[[ Provided information, beginning ]]
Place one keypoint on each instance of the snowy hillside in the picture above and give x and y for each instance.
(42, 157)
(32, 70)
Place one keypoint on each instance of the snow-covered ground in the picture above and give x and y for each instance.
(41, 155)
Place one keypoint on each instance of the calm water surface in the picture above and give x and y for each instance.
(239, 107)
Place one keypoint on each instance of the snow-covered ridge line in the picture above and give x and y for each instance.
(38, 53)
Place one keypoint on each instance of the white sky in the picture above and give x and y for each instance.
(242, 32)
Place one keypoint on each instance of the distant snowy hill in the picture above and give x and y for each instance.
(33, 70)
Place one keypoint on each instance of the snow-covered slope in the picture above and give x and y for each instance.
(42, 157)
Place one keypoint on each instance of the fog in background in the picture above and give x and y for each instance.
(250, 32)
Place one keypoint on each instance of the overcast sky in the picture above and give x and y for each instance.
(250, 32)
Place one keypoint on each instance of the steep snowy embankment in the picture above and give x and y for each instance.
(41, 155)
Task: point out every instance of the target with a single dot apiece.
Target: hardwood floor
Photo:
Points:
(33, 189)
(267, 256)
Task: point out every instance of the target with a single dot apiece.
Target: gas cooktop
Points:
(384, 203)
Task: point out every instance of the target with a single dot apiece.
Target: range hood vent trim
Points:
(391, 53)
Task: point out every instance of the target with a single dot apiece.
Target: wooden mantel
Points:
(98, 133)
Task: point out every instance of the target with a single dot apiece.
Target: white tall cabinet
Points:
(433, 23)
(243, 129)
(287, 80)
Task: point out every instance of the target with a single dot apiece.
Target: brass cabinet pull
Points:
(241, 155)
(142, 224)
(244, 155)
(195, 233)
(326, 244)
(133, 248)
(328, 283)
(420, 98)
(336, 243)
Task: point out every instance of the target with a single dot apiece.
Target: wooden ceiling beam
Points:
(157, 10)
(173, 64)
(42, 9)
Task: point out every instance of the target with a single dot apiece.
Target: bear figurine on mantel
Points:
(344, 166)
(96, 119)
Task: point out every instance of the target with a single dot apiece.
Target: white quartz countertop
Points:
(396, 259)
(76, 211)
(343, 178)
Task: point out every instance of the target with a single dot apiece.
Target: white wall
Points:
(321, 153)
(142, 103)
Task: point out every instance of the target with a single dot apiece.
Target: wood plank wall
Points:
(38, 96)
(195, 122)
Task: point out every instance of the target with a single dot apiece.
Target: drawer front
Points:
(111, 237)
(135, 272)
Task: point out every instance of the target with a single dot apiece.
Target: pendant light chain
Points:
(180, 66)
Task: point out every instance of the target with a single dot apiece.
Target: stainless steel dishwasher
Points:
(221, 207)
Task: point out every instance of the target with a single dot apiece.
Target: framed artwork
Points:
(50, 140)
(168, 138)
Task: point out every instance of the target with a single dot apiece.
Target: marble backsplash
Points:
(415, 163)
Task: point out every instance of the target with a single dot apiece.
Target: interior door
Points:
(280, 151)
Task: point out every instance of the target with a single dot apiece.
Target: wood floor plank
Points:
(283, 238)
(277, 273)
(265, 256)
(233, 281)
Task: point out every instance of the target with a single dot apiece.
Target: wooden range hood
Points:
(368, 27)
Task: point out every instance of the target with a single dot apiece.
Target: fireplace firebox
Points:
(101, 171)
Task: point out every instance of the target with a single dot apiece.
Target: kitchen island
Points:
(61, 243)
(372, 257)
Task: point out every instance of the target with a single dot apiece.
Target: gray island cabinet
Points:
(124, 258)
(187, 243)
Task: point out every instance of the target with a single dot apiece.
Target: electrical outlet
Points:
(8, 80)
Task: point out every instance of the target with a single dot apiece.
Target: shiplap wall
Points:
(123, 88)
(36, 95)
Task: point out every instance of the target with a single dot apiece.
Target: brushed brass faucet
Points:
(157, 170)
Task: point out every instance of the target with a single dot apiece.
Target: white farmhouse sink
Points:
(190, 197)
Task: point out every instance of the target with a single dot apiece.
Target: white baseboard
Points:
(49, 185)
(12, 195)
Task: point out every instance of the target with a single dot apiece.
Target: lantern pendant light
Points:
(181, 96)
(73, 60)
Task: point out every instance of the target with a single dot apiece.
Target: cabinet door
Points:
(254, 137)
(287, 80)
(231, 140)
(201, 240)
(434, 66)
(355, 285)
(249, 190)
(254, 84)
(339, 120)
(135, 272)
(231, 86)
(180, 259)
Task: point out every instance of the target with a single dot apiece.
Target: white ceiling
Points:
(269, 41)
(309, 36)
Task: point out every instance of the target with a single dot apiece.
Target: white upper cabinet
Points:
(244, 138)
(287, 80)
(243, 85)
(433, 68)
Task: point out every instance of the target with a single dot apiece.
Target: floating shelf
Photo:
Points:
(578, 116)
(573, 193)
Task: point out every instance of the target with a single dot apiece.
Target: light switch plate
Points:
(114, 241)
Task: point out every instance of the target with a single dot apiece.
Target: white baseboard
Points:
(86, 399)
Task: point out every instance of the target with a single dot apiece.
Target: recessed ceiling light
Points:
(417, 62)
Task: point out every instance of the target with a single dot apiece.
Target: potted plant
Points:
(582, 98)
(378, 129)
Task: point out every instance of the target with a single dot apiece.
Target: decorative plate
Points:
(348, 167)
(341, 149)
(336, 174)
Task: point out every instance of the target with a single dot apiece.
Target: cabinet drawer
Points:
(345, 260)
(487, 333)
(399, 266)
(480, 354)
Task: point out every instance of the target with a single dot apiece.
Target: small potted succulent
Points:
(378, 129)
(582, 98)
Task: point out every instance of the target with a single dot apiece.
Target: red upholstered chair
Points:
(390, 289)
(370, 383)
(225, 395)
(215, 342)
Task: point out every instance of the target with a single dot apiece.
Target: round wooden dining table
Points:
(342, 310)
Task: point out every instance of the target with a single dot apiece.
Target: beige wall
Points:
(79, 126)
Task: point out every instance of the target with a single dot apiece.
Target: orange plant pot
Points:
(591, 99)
[[ Provided information, end ]]
Work request:
All of the records need to be returned exactly as they are.

Solution to the problem:
Place one keypoint on each instance of the snowy hillside in the picture above and give x and y for each instance.
(42, 157)
(32, 70)
Place one keypoint on each instance of the snow-covered ground in the picture above and give x and y for each instance.
(41, 155)
Place one keypoint on each instance of the calm water surface in the picture above and give x and y for each instance.
(239, 107)
Place one keypoint on each instance of the snow-covered ridge line in the picture above and give x and y for each instance.
(38, 53)
Place one keypoint on each instance of the white sky in the picture above and give x and y for each instance.
(242, 32)
Place one keypoint on each instance of the distant snowy hill in the picture above and give x and y for each instance.
(33, 70)
Place one keypoint on each instance of the snow-covered slope in the picture above and give x and y for each instance.
(42, 157)
Place one keypoint on each instance of the fog in background in the picture above and give x and y for each instance.
(250, 32)
Place one keypoint on each instance of the overcast sky in the picture above and give x and y for each instance.
(250, 32)
Place one keypoint on each instance of the steep snowy embankment in the picture above and give x and y for each instance.
(41, 155)
Task: point out every instance of the target with a single dot apiece.
Target: hardwood floor
Photo:
Points:
(33, 189)
(267, 256)
Task: point out every instance of the target with a single dot apiece.
Target: gas cooktop
Points:
(384, 203)
Task: point out every instance of the target with a single dot apiece.
Target: range hood vent trim
Points:
(391, 53)
Task: point out every instance of the target with a single dot apiece.
Target: wooden mantel
Points:
(98, 133)
Task: point out every instance of the target with a single dot apiece.
Target: white tall cabinet
Points:
(433, 23)
(243, 129)
(287, 80)
Task: point out every instance of the target with a single dot apiece.
Target: brass cabinet pull
Points:
(241, 155)
(142, 224)
(244, 155)
(195, 233)
(326, 244)
(133, 248)
(328, 283)
(420, 98)
(336, 243)
Task: point out every instance of the target with a single dot apiece.
Target: wooden ceiling beam
Points:
(157, 10)
(173, 64)
(42, 9)
Task: point out every instance of the target with a single dot apiece.
Target: bear figurine on mantel
Points:
(344, 166)
(96, 119)
Task: point out every instance of the target with a single dot apiece.
Target: white quartz countertop
Points:
(396, 259)
(76, 211)
(343, 178)
Task: point out every instance of the target with a single dot apiece.
Target: white wall
Points:
(321, 153)
(142, 103)
Task: point out every instance of the target with a single dot apiece.
Target: wood plank wall
Points:
(38, 96)
(195, 122)
Task: point out every instance of the target with a single dot apiece.
Target: drawer front
Points:
(111, 237)
(135, 272)
Task: point out every instance of the target with a single dot apiece.
Target: pendant light chain
Points:
(180, 66)
Task: point out every instance of the target with a single dot apiece.
Target: stainless steel dishwasher
Points:
(221, 207)
Task: point out every instance of the target with a single dot apiece.
Target: framed artwork
Points:
(50, 140)
(168, 138)
Task: point out every instance of the target with a single dot apiece.
Target: marble backsplash
Points:
(415, 163)
Task: point out every instance of the target with a single dot apiece.
Target: interior door
Points:
(280, 151)
Task: point out every instance of the target with a single dot apiece.
Target: wood floor plank
Points:
(283, 238)
(277, 273)
(265, 256)
(233, 281)
Task: point out every instance of the target with a single dot apiece.
Target: wooden range hood
Points:
(368, 27)
Task: point out every instance of the target with a single dot apiece.
Target: fireplace firebox
Points:
(101, 171)
Task: point out every instance of the target with a single dot apiece.
Target: kitchen island
Points:
(61, 243)
(372, 257)
Task: point out every instance of the target with a single dot apiece.
Target: gray island cabinet
Points:
(124, 258)
(187, 243)
Task: point out every instance of the target with a single dot apiece.
Target: electrical outlet
Points:
(8, 80)
Task: point out every instance of the target with a single dot apiece.
Target: shiplap wall
Points:
(123, 88)
(36, 95)
Task: point out every instance of the target with a single dot apiece.
Target: brushed brass faucet
Points:
(157, 170)
Task: point out every instance of the target with a single dot apiece.
Target: white farmhouse sink
Points:
(190, 197)
Task: point out every instance of the target with a single dot apiece.
Target: white baseboard
Points:
(49, 185)
(12, 195)
Task: point out every instance of the target with a single dot apiece.
Target: lantern pendant light
Points:
(181, 96)
(73, 60)
Task: point out every instance of the target with a single dot apiece.
Target: cabinet door
Points:
(254, 137)
(287, 80)
(231, 140)
(201, 240)
(434, 66)
(355, 285)
(249, 190)
(254, 84)
(339, 120)
(135, 272)
(231, 86)
(180, 259)
Task: point out every instance of the target with a single dot apiece.
Target: white ceiling
Points:
(269, 41)
(309, 36)
Task: point out every instance of the target with a single dot apiece.
Target: white upper cabinet
Points:
(244, 138)
(287, 80)
(243, 85)
(433, 68)
Task: point out every instance of the target with a single dot apiece.
Target: floating shelf
Photo:
Points:
(578, 116)
(573, 193)
Task: point out every instance of the target with a single dot apiece.
Target: light switch plate
Points:
(114, 241)
Task: point out every instance of the target with a single dot apiece.
Target: white baseboard
Points:
(86, 399)
Task: point out every instance of the target with a single dot apiece.
Target: recessed ceiling light
Points:
(417, 62)
Task: point out every instance of the target with a single dot apiece.
Target: potted plant
Points:
(582, 98)
(378, 129)
Task: point out every instance of the target with a single dot apiece.
Target: decorative plate
Points:
(348, 167)
(341, 149)
(336, 174)
Task: point out every instance of the target with a single dot apiece.
Target: cabinet drawer
Points:
(345, 260)
(487, 333)
(399, 266)
(480, 354)
Task: point out every instance of the target with a single dot apiece.
Target: small potted succulent
Points:
(378, 129)
(582, 98)
Task: point out every instance of the target with a single dot apiece.
Target: red upholstered chair
Points:
(390, 289)
(370, 383)
(225, 395)
(215, 342)
Task: point out every instance of the target with a single dot apiece.
Target: round wooden dining table
Points:
(342, 310)
Task: point out every instance of the target with a single dot apiece.
Target: beige wall
Points:
(79, 126)
Task: point out every instance of the target with a single dot apiece.
Target: orange plant pot
Points:
(591, 99)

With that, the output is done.